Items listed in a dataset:
◇ ◇ ◇ ◇ ◇ ◇ ◇
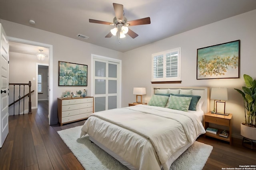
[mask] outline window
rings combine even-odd
[[[180,48],[152,55],[152,82],[180,81]]]
[[[42,81],[43,75],[42,74],[38,74],[37,78],[37,90],[38,93],[43,93]]]

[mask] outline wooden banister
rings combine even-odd
[[[29,81],[28,82],[28,84],[26,84],[26,83],[9,83],[9,85],[13,85],[14,86],[14,102],[13,103],[11,104],[10,104],[9,105],[9,107],[10,107],[10,106],[11,106],[12,105],[14,105],[15,104],[15,103],[17,102],[19,102],[19,115],[20,114],[20,100],[21,99],[23,99],[23,114],[24,114],[24,98],[25,98],[25,97],[26,97],[27,96],[28,96],[28,113],[32,113],[32,110],[31,110],[31,93],[34,92],[34,90],[33,90],[32,92],[31,92],[31,81]],[[19,90],[19,99],[16,100],[16,101],[14,101],[14,98],[15,98],[15,85],[18,85],[20,87],[20,90]],[[28,87],[29,87],[29,92],[28,94],[26,94],[26,95],[25,95],[25,94],[24,94],[24,92],[23,93],[24,94],[24,96],[22,97],[21,98],[20,97],[20,86],[21,85],[23,85],[24,86],[24,92],[25,92],[25,86],[28,86]],[[14,107],[13,108],[13,115],[14,115]]]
◇ ◇ ◇ ◇ ◇ ◇ ◇
INSTRUCTIONS FOR THE TASK: Substitute "segment" for "outline" throughout all the records above and change nothing else. Leave the pictures out of your answer.

ANSWER FOR THE TASK:
[mask] segment window
rings combine even-odd
[[[180,48],[152,55],[152,82],[180,81]]]
[[[42,81],[43,75],[42,74],[38,74],[37,78],[37,90],[38,93],[43,93]]]

[mask] segment wooden banister
rings combine even-odd
[[[29,81],[28,82],[28,84],[26,84],[26,83],[9,83],[9,85],[13,85],[14,86],[14,102],[13,103],[11,104],[10,104],[9,105],[9,107],[10,107],[10,106],[11,106],[12,105],[14,105],[15,104],[15,103],[17,102],[19,102],[19,115],[20,114],[20,100],[21,99],[23,99],[23,114],[24,114],[24,98],[25,98],[25,97],[26,97],[27,96],[28,96],[28,113],[32,113],[32,110],[31,110],[31,93],[34,92],[34,90],[33,90],[32,92],[31,92],[31,81]],[[19,90],[19,99],[16,100],[16,101],[14,101],[14,98],[15,98],[15,85],[18,85],[20,87],[20,90]],[[28,87],[29,87],[29,92],[28,94],[26,94],[26,95],[25,95],[25,94],[24,94],[24,92],[23,93],[24,94],[24,96],[22,97],[21,98],[20,97],[20,86],[21,85],[23,85],[24,86],[24,92],[25,92],[25,86],[28,86]],[[14,107],[13,108],[13,115],[14,115]]]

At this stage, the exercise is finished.